[Dataset items]
____

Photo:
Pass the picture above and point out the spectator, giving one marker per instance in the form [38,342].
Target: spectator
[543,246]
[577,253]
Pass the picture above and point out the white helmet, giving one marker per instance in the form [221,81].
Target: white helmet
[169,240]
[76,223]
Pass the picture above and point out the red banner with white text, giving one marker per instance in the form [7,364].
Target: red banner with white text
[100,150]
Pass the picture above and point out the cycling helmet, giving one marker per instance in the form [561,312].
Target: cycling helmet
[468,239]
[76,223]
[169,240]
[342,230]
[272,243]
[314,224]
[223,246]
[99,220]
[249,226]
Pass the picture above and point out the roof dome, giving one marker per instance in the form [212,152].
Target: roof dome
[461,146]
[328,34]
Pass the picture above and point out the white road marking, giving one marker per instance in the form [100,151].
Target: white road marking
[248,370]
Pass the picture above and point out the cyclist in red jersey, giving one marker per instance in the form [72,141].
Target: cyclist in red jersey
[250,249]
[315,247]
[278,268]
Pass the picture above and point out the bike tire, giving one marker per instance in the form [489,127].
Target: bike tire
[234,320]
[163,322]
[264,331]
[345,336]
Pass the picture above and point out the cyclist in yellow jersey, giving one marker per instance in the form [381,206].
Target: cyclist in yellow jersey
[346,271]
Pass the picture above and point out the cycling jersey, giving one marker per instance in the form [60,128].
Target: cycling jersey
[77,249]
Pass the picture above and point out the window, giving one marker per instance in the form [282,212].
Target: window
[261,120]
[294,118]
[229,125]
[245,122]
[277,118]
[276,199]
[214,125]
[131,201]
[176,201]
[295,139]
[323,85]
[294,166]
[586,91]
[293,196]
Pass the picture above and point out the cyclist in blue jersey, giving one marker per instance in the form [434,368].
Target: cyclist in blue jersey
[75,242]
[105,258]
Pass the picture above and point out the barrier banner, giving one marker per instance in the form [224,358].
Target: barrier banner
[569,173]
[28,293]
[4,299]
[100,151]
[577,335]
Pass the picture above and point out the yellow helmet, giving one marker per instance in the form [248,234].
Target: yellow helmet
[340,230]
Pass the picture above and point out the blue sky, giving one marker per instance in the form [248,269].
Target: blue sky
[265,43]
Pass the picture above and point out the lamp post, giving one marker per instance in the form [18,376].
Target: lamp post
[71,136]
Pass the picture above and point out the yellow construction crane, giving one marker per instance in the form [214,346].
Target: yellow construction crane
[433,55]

____

* [WHAT IS NEEDED]:
Line by line, copy the data above exactly as it reads.

* [RESPONSE FOR THIS EXERCISE]:
Photo:
Pass the picture above and point out the spectator, giving one marker per instance in the form [38,342].
Target: spectator
[543,246]
[577,253]
Pass the picture above and point out the white helmet, giving one marker per instance in the form [221,81].
Target: white helmet
[169,240]
[76,223]
Pass the picture above and point out the red banner with white text, giving one marker per instance in the form [7,364].
Target: red banner with white text
[100,150]
Pass the picture above and point out the cycling helmet, giving one marker per instance in the form [561,312].
Target: cycling helmet
[468,239]
[76,223]
[169,240]
[342,230]
[272,243]
[314,224]
[223,246]
[99,220]
[249,226]
Pass the picture above and point out the roof dome, giving one marker per instance in the form [212,152].
Target: roof dome
[461,146]
[328,34]
Pass the picture above and point out the white road marking, giving one marker per instance in the form [100,151].
Target: white road marking
[248,370]
Pass the picture above and point out the cyclist in red jersey, giving one marker per instance in the form [72,141].
Target: cyclist in red jersey
[250,249]
[315,247]
[278,268]
Pass the picture above and point out the bike tire, giving one marker per instance in the form [489,127].
Target: bike tire
[234,320]
[163,322]
[264,331]
[345,336]
Pass the picture above and point out the cyclist in yellow jersey, giving one marker per instance in the form [381,206].
Target: cyclist in yellow jersey
[346,271]
Pass the picture above and point out the cycling jersey, giving one marker per instance in the form [60,128].
Target: cycling jersey
[77,249]
Pass the picture above and point out the window, giving one marker per instance in the form [282,212].
Target: window
[261,120]
[294,118]
[229,125]
[245,122]
[277,118]
[276,199]
[214,125]
[131,201]
[176,201]
[295,139]
[323,85]
[294,166]
[586,91]
[293,196]
Pass the picture above and point out the cyclist in blue jersey, giving one marker per instance in the form [434,368].
Target: cyclist in blue jersey
[75,242]
[105,258]
Pass the picture above and point out the barrier banner, giving one marker per instance in the form [224,358].
Target: barrier banner
[569,173]
[28,293]
[4,299]
[100,151]
[577,335]
Pass the picture above and point out the yellow helmet, giving one marker per instance in the form [248,234].
Target: yellow helmet
[340,230]
Pass the picture above and point out the blue sky, giving one marker per instance in the form [248,269].
Target: blue sky
[265,43]
Pass the picture above and point out the lamp post, giving one marker per instance in the form [18,376].
Target: lamp post
[71,136]
Pass the picture above and point out the yellow construction crane, giving one marker per instance in the form [214,346].
Target: yellow construction crane
[433,55]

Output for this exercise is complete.